[start of Extract provided]
Mountain Quarries Company later mined this limestone deposit for cement and processing sugar beets. At peak production, the plant employed 150-200 men—who would work two, eight-hour shifts—and produced 1,000-1,500 tons of limestone per day. 

The seven-mile-long standard gauge Mountain Quarries Railroad and the Mountain Quarries Bridge were located on the Middle Fork of the American River in El Dorado County east of Auburn. Both were built simultaneously beginning in 1910. Over 1,000 men were employed in this effort at a cost of close to a million dollars, which would be $25 million today.

George Herrington, an engineer with the Southern Pacific Railroad, was in charge of construction on the Mountain Quarries Railroad. Palmer, McBride, and Quail was the contractor with approximately 600 men working on the project, which began in Placer County and ended across the river in El Dorado County. Lumber for the 17 trestles and the scaffolding used to construct the bridge were supplied by Auburn Lumber Company.
[end of Extract provided]
_Requirements_
1. Translate this sentence from the Mountain Quarries passage into Spanish: "George Herrington, an engineer with the Southern Pacific Railroad, was in charge of construction on the Mountain Quarries Railroad."
2. Answer these questions from the Mountain Quarries passage:
(a) How many men did the plant employ at peak production?
(b) In what year did construction of the railroad and the bridge begin?
(c) Which company supplied the lumber for the trestles?
[start of Given data]
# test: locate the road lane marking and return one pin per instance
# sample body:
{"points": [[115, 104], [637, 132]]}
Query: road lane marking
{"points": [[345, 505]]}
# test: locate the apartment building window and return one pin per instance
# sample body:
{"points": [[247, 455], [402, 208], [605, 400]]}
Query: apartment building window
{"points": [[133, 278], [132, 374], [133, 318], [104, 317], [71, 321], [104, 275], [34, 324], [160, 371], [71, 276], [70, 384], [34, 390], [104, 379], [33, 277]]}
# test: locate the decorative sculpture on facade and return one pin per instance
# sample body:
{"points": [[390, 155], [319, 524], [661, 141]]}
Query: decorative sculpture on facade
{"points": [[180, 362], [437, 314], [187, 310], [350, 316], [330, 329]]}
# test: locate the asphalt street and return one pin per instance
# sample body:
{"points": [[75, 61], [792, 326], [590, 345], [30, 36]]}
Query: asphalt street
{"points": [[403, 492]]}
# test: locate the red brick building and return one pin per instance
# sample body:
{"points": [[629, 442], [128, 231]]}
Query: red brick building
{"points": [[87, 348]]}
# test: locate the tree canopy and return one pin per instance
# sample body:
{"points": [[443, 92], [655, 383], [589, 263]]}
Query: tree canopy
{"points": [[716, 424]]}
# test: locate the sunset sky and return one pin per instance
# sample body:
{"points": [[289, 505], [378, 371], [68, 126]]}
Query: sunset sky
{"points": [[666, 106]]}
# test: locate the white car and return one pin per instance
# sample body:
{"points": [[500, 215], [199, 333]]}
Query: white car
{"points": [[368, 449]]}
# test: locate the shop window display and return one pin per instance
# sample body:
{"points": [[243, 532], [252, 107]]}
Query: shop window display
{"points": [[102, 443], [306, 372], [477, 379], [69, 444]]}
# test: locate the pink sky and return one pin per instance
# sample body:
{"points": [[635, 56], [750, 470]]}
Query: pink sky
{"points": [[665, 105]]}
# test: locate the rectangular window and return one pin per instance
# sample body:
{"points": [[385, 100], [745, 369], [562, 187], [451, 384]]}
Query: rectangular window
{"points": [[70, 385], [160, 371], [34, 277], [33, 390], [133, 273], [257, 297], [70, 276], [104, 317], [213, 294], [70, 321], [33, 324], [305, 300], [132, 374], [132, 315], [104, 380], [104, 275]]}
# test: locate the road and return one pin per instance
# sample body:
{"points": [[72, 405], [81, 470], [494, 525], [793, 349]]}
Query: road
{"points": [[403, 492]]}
[end of Given data]
_Complete answers_
1. George Herrington, ingeniero del Southern Pacific Railroad, estuvo a cargo de la construcción del Mountain Quarries Railroad.

2.
(a) 150-200 men
(b) 1910
(c) Auburn Lumber Company